• EXERCISE PASSAGE
◇ ◇ ◇

Neon, Krypton, and Xenon: Semiconductor Gases
Chip manufacturing depends on ultra-pure neon gas for the lithography process that etches circuits onto silicon wafers. Without it, production stops. Before the conflict in Ukraine, the country supplied roughly 70% of the world’s semiconductor-grade neon, and the U.S. sourced up to 90% of its neon from Ukrainian suppliers. Ukraine is also a major source of xenon and krypton, two other gases critical to chipmaking.
The war disrupted these supply chains starting in 2022, prompting semiconductor companies to diversify their sourcing. Some chipmakers have secured alternative suppliers or invested in neon recycling systems, but the market remains tight and the concentration risk exposed a vulnerability that the industry had largely ignored for decades.
Helium: A Fragile Market With No Substitutes
Helium is irreplaceable in several critical applications. MRI machines need liquid helium to cool their superconducting magnets. Semiconductor fabs use it as a carrier gas. Rocket engines require it for pressurization. And unlike most other gases, helium that escapes into the atmosphere is effectively lost forever, floating up and out of Earth’s gravity.

◇ ◇ ◇

• SUPPLIED INFORMATION
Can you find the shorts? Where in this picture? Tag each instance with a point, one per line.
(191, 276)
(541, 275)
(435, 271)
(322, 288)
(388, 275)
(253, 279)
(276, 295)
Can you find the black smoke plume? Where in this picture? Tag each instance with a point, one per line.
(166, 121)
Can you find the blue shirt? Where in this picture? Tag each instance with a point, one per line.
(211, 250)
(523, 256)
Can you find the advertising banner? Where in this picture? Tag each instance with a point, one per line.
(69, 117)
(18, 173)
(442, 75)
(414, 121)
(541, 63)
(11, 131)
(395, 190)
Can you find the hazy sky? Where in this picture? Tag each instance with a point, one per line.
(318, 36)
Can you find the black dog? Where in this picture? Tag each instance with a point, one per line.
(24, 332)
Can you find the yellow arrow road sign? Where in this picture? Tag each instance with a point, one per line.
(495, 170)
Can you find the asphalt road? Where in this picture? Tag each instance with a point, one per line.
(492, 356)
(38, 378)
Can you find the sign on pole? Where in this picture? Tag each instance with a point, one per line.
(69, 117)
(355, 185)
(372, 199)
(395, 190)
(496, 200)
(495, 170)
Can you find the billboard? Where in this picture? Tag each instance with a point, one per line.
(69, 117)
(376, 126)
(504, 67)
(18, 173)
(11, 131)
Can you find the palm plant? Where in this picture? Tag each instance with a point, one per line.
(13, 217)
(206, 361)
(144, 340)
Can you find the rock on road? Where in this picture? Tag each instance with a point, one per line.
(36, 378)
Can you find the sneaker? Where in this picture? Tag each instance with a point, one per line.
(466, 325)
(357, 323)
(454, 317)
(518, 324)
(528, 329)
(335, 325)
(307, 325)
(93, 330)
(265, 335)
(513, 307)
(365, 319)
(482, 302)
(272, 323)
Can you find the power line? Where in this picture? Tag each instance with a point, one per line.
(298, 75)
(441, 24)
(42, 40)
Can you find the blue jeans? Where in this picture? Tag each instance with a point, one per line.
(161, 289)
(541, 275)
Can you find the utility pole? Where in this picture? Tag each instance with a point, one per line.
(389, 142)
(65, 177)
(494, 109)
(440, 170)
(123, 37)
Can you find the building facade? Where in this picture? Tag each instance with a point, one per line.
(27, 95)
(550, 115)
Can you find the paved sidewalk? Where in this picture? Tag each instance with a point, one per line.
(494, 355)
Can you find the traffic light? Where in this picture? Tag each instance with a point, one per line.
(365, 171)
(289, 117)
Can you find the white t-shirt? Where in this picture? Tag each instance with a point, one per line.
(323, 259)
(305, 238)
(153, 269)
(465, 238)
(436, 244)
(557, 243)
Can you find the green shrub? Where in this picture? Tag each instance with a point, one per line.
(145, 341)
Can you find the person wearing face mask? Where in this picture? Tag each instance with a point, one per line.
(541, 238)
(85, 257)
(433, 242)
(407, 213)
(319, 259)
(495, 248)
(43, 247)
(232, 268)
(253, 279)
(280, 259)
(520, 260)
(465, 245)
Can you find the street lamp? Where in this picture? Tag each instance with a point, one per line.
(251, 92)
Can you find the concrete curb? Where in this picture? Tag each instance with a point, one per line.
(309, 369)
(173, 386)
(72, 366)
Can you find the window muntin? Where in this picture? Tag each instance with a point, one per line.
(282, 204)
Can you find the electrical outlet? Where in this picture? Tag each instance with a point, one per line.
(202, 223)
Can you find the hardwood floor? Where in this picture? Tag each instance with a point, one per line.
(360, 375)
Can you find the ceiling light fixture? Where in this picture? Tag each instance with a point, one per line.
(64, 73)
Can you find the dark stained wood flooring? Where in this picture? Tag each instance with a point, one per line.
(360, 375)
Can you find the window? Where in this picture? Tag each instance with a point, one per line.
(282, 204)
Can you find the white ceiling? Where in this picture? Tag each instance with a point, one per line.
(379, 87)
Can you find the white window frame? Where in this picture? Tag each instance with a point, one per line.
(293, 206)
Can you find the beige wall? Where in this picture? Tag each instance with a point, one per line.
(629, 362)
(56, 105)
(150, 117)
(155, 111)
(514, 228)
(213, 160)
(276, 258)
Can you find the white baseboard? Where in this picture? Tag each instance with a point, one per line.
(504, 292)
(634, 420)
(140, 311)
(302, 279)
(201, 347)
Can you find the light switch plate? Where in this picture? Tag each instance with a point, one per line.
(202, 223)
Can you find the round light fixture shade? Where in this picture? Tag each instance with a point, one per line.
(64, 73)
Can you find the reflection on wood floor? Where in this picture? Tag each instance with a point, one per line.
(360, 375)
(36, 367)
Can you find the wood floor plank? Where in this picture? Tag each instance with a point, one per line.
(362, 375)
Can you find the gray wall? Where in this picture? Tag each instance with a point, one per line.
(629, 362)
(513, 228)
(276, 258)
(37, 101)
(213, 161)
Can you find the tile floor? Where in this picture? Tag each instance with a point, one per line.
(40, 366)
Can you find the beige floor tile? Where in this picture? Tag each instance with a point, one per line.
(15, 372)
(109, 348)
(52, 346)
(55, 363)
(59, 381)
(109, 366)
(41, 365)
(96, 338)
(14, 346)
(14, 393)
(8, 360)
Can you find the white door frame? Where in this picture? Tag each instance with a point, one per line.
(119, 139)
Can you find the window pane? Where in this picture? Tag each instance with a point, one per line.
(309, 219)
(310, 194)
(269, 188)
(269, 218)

◇ ◇ ◇

• REQUIREMENT A
Repeat the semiconductor gases text word for word, everything from "Helium: A Fragile" down to "of Earth’s gravity.".
• REQUIREMENT B
Turn the paragraph in the semiconductor gases text that begins "Helium is irreplaceable" into a short list that keeps its main facts.

• EXPECTED ANSWER A
Helium: A Fragile Market With No Substitutes
Helium is irreplaceable in several critical applications. MRI machines need liquid helium to cool their superconducting magnets. Semiconductor fabs use it as a carrier gas. Rocket engines require it for pressurization. And unlike most other gases, helium that escapes into the atmosphere is effectively lost forever, floating up and out of Earth’s gravity.

• EXPECTED ANSWER B
- Helium is irreplaceable in several critical uses.
- MRI machines need liquid helium to cool their superconducting magnets.
- Semiconductor fabs use helium as a carrier gas.
- Rocket engines need it for pressurization.
- Unlike most other gases, helium that escapes into the atmosphere is effectively lost forever, floating up and out of Earth's gravity.